#### What is being asked
Give all of the data below again exactly, and drop the images.

#### Information supplied
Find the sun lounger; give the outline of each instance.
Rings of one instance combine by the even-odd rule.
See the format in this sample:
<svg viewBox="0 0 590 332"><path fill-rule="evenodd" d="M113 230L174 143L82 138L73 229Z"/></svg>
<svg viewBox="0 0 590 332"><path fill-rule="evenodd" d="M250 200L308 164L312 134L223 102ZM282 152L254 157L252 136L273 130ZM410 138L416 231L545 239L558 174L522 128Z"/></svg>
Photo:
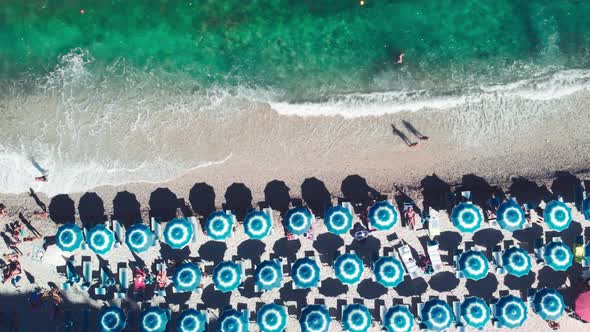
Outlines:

#### Answer for this exercise
Find the sun lounger; give the outline of each instance.
Rings of one instance combine by the even-odd rule.
See the format in this sample:
<svg viewBox="0 0 590 332"><path fill-rule="evenodd" d="M113 230L174 143L82 138L73 229Z"/></svg>
<svg viewBox="0 0 590 332"><path fill-rule="evenodd" d="M250 200L308 164L312 134L223 102ZM282 152L254 157L252 136L273 130ZM410 138L416 231L545 239L558 174L522 128Z"/></svg>
Photo:
Outlines:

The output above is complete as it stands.